** Source passage **
Hi Denis,
On Mon, 27 Jan 2020 at 23:17, Denis Kenzior <denkenz(a)gmail.com> wrote:
On 1/27/20 8:16 AM, Andrew Zaborowski wrote:
> Sometimes, at least with brcmfmac, the default interface apparently
> takes a moment to get created after the NEW_WIPHY event. We didn't
> really consider this case in the NEW_WIPHY handler and we've got a race
> condition. It fixes the following bug for me:
>
https://bugs.archlinux.org/task/63912 -- tested by removing and
> re-modprobing the brcmfmac module rather than rebooting.
So it looks like that bug report is really several different issues
(probably most due to the weirdly behaving brcmfmac driver).
Issue #1: This was seemingly related to atheros drivers not reporting
NEW_WIPHY at all, yet reporting NEW_INTERFACE. At least this seemed to
be the case based on one log I saw.
Yep maybe shouldn't have linked that bug. In any case that should be
easy to work around but I'm surprised nl80211 doesn't enforce the
consistency of these events.
Issue #2:
Sep 15 13:21:51 holzi-dell iwd[622]: Error bringing interface 3 up:
Device or resource busy
This likely happens with UseDefaultInterface=true and the weird brcmfmac
not being ready when it signals that the interface is available. So we
might need to run a retry loop inside src/netdev.c
netdev_initial_up_cb() to take care of this.
I somehow doubt brcmfmac sends any notifications that the firmware is no
longer 'busy', but an iwmon trace might prove otherwise.
I haven't seen this on my brcmfmac hardware so far.
Issue #3 looks like:
- Wiphy dump returning a wiphy with no interfaces
- iwd issues a NEW_INTERFACE and gets an EBUSY.
Somewhat related to #3, (lets call this issue #4) is that we don't allow
for the possibility of the default interfaces being created
significantly later than the wiphy object itself. Thus if a new wiphy
is detected, but interface dump comes back empty, we ignore any
subsequent new_interface events.
So this seems to be a mostly legitimate scenario and #4 is our bug
that I'm trying to work around here.
Note that mac80211 always sees to
register both right away, so this doesn't manifest itself on most hw...
>
> To work around this wait for the NEW_INTERFACE event and then retry the
> dump if we'd received an EBUSY on the first NEW_INTERFACE command
> attempt. We still do the initial attempt directly after NEW_WIPHY.
> Alternatively we could assume a default interface is always going to be
> created on a new wiphy (i.e. if it's not a pre-existing wiphy).
So honestly I wonder if we should even add this code instead of simply
blacklisting brcmfmac as incapable of interface removal anyway. Then we
don't have Issue #3 to contend with, but still have issue #4.
Right, since we have bug #4 blacklisting brcmfmac won't change
anything but feel free to do it, it won't break anything until
brcmfmac is significantly improved.
> ---
> This is a bit of an RFC, there may be better ways to handle this. We
> might also want to add a timeout for the NEW_INTERFACE event just in
> case.

** What needs to be done **
Please explain, in one to three sentences, why the mailing-list thread above suggests a retry loop inside src/netdev.c netdev_initial_up_cb().

** Entries **
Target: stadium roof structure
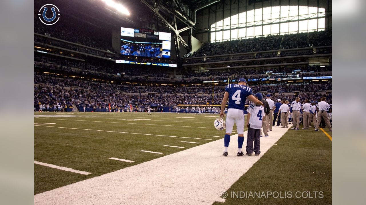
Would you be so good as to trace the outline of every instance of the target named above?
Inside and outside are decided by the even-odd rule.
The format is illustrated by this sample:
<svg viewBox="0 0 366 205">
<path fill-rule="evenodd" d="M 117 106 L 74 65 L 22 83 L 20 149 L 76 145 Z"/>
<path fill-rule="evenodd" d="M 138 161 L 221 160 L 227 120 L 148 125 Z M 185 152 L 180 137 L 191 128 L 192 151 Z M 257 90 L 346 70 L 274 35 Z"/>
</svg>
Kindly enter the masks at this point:
<svg viewBox="0 0 366 205">
<path fill-rule="evenodd" d="M 181 1 L 190 8 L 194 9 L 207 4 L 215 1 L 214 0 L 181 0 Z"/>
</svg>

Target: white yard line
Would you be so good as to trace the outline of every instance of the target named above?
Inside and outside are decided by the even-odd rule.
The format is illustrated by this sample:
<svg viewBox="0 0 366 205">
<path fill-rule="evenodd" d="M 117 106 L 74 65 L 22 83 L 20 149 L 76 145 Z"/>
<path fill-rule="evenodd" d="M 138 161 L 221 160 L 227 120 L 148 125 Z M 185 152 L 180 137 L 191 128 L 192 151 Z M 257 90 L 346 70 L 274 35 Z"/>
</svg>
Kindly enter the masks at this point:
<svg viewBox="0 0 366 205">
<path fill-rule="evenodd" d="M 151 151 L 147 151 L 146 150 L 140 150 L 140 152 L 149 152 L 150 153 L 154 153 L 154 154 L 163 154 L 162 152 L 152 152 Z"/>
<path fill-rule="evenodd" d="M 42 118 L 43 119 L 43 118 Z M 48 119 L 49 120 L 49 119 Z M 67 120 L 66 119 L 52 119 L 59 120 L 69 120 L 71 121 L 83 121 L 85 122 L 94 122 L 96 123 L 119 123 L 122 124 L 140 124 L 144 125 L 152 125 L 154 126 L 167 126 L 169 127 L 194 127 L 195 128 L 205 128 L 207 129 L 214 129 L 214 127 L 193 127 L 191 126 L 183 126 L 179 125 L 171 125 L 165 124 L 147 124 L 144 123 L 120 123 L 119 122 L 107 122 L 105 121 L 95 121 L 94 120 Z"/>
<path fill-rule="evenodd" d="M 56 115 L 56 114 L 55 114 L 55 115 Z M 48 115 L 45 115 L 44 116 L 45 117 L 47 117 Z M 73 116 L 73 117 L 78 117 L 78 116 L 85 116 L 85 117 L 87 117 L 88 118 L 93 117 L 92 117 L 91 116 L 88 116 L 87 115 L 76 115 L 75 116 Z M 98 116 L 102 116 L 99 115 Z M 121 117 L 145 117 L 145 118 L 147 118 L 147 119 L 149 119 L 149 118 L 152 118 L 152 119 L 171 119 L 171 120 L 179 120 L 179 118 L 177 118 L 176 117 L 174 118 L 167 118 L 166 117 L 165 117 L 164 116 L 161 116 L 161 117 L 149 117 L 149 116 L 147 115 L 147 114 L 146 114 L 146 115 L 138 115 L 133 116 L 126 116 L 126 115 L 116 115 L 116 116 L 108 116 L 108 117 L 116 117 L 116 118 L 121 118 Z M 189 116 L 188 116 L 189 117 Z M 207 118 L 201 118 L 197 117 L 194 117 L 194 116 L 192 116 L 192 117 L 194 117 L 194 118 L 191 118 L 191 119 L 192 120 L 199 120 L 199 121 L 213 121 L 212 120 L 208 120 L 208 119 L 207 119 Z M 214 120 L 214 119 L 213 119 L 213 120 Z"/>
<path fill-rule="evenodd" d="M 119 161 L 122 161 L 123 162 L 134 162 L 134 161 L 131 161 L 131 160 L 128 160 L 128 159 L 118 159 L 118 158 L 116 158 L 115 157 L 110 157 L 108 159 L 114 159 L 115 160 L 118 160 Z"/>
<path fill-rule="evenodd" d="M 88 174 L 92 174 L 90 172 L 88 172 L 87 171 L 79 171 L 78 170 L 76 170 L 71 168 L 68 168 L 67 167 L 60 167 L 60 166 L 57 166 L 57 165 L 51 165 L 51 164 L 48 164 L 47 163 L 45 163 L 44 162 L 37 162 L 35 160 L 34 160 L 34 163 L 37 164 L 37 165 L 42 165 L 42 166 L 45 166 L 46 167 L 49 167 L 57 169 L 63 170 L 64 171 L 70 171 L 71 172 L 73 172 L 74 173 L 77 173 L 78 174 L 84 174 L 85 175 L 87 175 Z"/>
<path fill-rule="evenodd" d="M 164 147 L 176 147 L 177 148 L 184 148 L 184 147 L 178 147 L 178 146 L 171 146 L 171 145 L 164 145 Z"/>
<path fill-rule="evenodd" d="M 269 137 L 261 138 L 259 156 L 237 156 L 237 135 L 233 135 L 227 157 L 222 155 L 222 138 L 36 194 L 34 204 L 211 205 L 224 202 L 222 193 L 266 154 L 288 129 L 274 127 Z M 246 135 L 244 133 L 246 138 Z"/>
<path fill-rule="evenodd" d="M 138 116 L 138 117 L 140 117 L 141 118 L 145 117 L 144 116 Z M 137 117 L 138 117 L 138 116 L 135 116 L 134 117 L 131 117 L 131 119 L 132 119 L 133 118 L 136 118 Z M 39 118 L 39 117 L 34 117 L 34 118 Z M 90 119 L 90 118 L 91 118 L 90 116 L 89 116 L 89 117 L 81 117 L 80 116 L 75 116 L 74 117 L 72 117 L 73 119 L 74 119 L 74 118 L 89 118 Z M 120 118 L 126 118 L 126 117 L 125 117 L 125 116 L 118 116 L 118 118 L 120 119 Z M 55 118 L 55 120 L 67 120 L 67 119 L 56 119 L 56 117 Z M 108 119 L 108 120 L 119 120 L 119 119 L 116 119 L 116 118 L 106 118 L 106 117 L 93 117 L 93 119 Z M 50 118 L 40 118 L 40 119 L 47 119 L 47 120 L 49 120 L 50 119 Z M 53 118 L 52 118 L 52 119 L 53 119 Z M 194 119 L 192 119 L 192 120 L 195 120 Z M 207 122 L 197 122 L 197 121 L 175 121 L 175 120 L 149 120 L 149 121 L 160 121 L 160 122 L 177 122 L 177 123 L 202 123 L 202 124 L 212 124 L 212 123 L 207 123 Z"/>
<path fill-rule="evenodd" d="M 71 127 L 56 127 L 55 126 L 45 126 L 43 125 L 35 125 L 34 126 L 38 126 L 40 127 L 54 127 L 56 128 L 63 128 L 64 129 L 81 129 L 82 130 L 90 130 L 92 131 L 98 131 L 99 132 L 116 132 L 117 133 L 125 133 L 126 134 L 133 134 L 134 135 L 150 135 L 152 136 L 161 136 L 163 137 L 170 137 L 172 138 L 188 138 L 190 139 L 203 139 L 205 140 L 212 140 L 211 139 L 206 139 L 204 138 L 188 138 L 187 137 L 178 137 L 177 136 L 171 136 L 170 135 L 153 135 L 152 134 L 144 134 L 142 133 L 133 133 L 132 132 L 117 132 L 116 131 L 108 131 L 107 130 L 100 130 L 99 129 L 82 129 L 81 128 L 72 128 Z"/>
</svg>

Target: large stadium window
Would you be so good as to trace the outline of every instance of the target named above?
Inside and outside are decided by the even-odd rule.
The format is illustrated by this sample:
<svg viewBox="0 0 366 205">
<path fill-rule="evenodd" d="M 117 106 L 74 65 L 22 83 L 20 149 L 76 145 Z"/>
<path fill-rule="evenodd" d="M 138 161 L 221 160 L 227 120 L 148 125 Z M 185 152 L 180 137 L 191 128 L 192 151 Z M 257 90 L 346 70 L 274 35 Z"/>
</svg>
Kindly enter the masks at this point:
<svg viewBox="0 0 366 205">
<path fill-rule="evenodd" d="M 240 28 L 239 30 L 239 35 L 238 37 L 239 38 L 245 38 L 246 36 L 246 32 L 245 32 L 245 28 Z"/>
<path fill-rule="evenodd" d="M 284 5 L 256 9 L 211 25 L 211 42 L 323 31 L 325 15 L 325 9 L 312 7 Z"/>
<path fill-rule="evenodd" d="M 236 40 L 238 39 L 238 29 L 233 29 L 231 30 L 231 40 Z"/>
</svg>

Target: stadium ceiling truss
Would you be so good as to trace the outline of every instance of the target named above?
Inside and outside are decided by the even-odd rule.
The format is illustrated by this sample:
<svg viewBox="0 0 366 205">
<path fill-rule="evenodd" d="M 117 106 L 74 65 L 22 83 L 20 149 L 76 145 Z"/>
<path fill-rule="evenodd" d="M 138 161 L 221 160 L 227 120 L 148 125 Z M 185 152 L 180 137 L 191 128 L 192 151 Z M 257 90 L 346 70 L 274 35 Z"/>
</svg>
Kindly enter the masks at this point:
<svg viewBox="0 0 366 205">
<path fill-rule="evenodd" d="M 220 1 L 220 0 L 195 0 L 187 4 L 186 2 L 182 2 L 179 0 L 140 0 L 173 33 L 177 59 L 178 61 L 180 59 L 179 43 L 187 51 L 183 57 L 189 56 L 192 51 L 191 37 L 193 30 L 195 29 L 197 11 Z M 198 7 L 192 7 L 193 2 Z M 186 5 L 187 5 L 190 6 L 189 8 Z M 177 19 L 179 20 L 178 22 L 180 23 L 179 24 L 177 24 Z M 182 26 L 183 28 L 178 28 Z M 187 30 L 188 30 L 188 42 L 186 42 L 180 34 Z"/>
</svg>

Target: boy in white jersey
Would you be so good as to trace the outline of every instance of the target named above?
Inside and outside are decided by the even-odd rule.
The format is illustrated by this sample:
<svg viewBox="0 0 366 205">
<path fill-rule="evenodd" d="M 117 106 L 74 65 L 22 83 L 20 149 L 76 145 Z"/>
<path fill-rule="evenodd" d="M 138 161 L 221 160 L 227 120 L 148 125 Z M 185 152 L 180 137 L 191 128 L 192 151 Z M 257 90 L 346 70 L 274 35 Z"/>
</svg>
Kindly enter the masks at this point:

** The completed task **
With UseDefaultInterface=true, the brcmfmac driver may not be ready yet when it signals that the interface is available. Bringing the interface up then fails with "Device or resource busy," so a retry loop in netdev_initial_up_cb() would handle that failure.